_TEXT PASSAGE:_
⁂

According to HSBC's Future of Retirement Report of 2013 titled "Life After Work," the elderly of Australia leave the highest amount of inheritance to their children as compared to other 15 countries in the world.
The survey asked retirees how much money people are expecting to leave their children and the average Australians surveyed said that they will possibly leave $A578,673.
Singapore landed second with people surveyed saying they will likely leave $A427,695 and Britain landed third with people surveyed saying they will leave $A327,596 as inheritance.
"The report explores key retirement issues including transitioning into retirement, ensuring an adequate post-retirement income, leaving a legacy for future generations and achieving later life aspirations. It also includes some practical steps that people can take to help secure a more comfortable retirement. In this report we can see how a new retirement landscape is slowly emerging. The desire to live a full life after work can be seen in the widely held aspirations for healthyand prosperous retirement. People also aspire to leave a positive financial legacy for their children and grandchildren, during retirement and through inheritances," Simon Williams, Group Head of Wealth Management, HSBC, explained.

⁂

_DATA SECTION:_
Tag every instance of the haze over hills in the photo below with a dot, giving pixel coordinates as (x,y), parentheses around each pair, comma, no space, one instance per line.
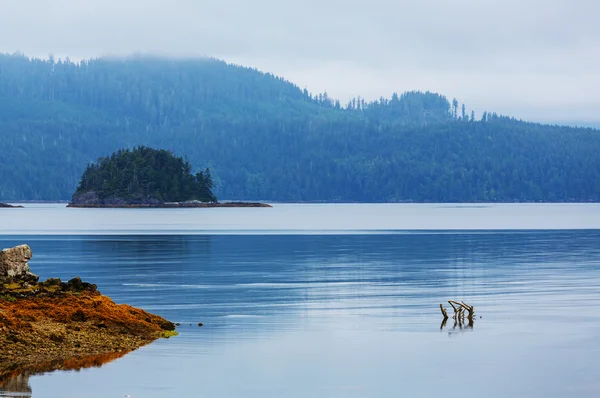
(265,138)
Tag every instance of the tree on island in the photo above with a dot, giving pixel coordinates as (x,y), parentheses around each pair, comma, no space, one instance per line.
(142,176)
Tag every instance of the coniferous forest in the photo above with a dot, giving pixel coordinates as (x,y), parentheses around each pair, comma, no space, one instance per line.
(263,138)
(145,176)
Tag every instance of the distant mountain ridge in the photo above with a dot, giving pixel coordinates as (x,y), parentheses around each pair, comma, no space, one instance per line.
(265,138)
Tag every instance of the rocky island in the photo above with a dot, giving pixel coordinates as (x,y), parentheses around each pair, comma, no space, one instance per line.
(63,325)
(147,178)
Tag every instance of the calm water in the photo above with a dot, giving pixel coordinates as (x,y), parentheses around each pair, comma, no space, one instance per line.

⁂

_STUDY QUESTIONS:_
• a. Translate the following sentence from the text on HSBC's retirement report into Spanish: "According to HSBC's Future of Retirement Report of 2013 titled "Life After Work," the elderly of Australia leave the highest amount of inheritance to their children as compared to other 15 countries in the world."
• b. Summarize the text on HSBC's retirement report in two sentences.
• c. According to the text on HSBC's retirement report, what position does Simon Williams hold at HSBC?

_WRITTEN RESPONSES:_
• a. Según el informe Future of Retirement de HSBC de 2013, titulado «Life After Work», las personas mayores de Australia dejan a sus hijos la mayor cantidad de herencia en comparación con otros 15 países del mundo.

• b. HSBC's 2013 Future of Retirement report, "Life After Work," found that the average Australian surveyed expects to leave an inheritance of $A578,673, the highest of the countries compared, ahead of Singapore at $A427,695 and Britain at $A327,596. According to Simon Williams of HSBC, the report explores key retirement issues such as transitioning into retirement, ensuring adequate post-retirement income and leaving a legacy, and it includes practical steps toward a more comfortable retirement.

• c. He is Group Head of Wealth Management at HSBC.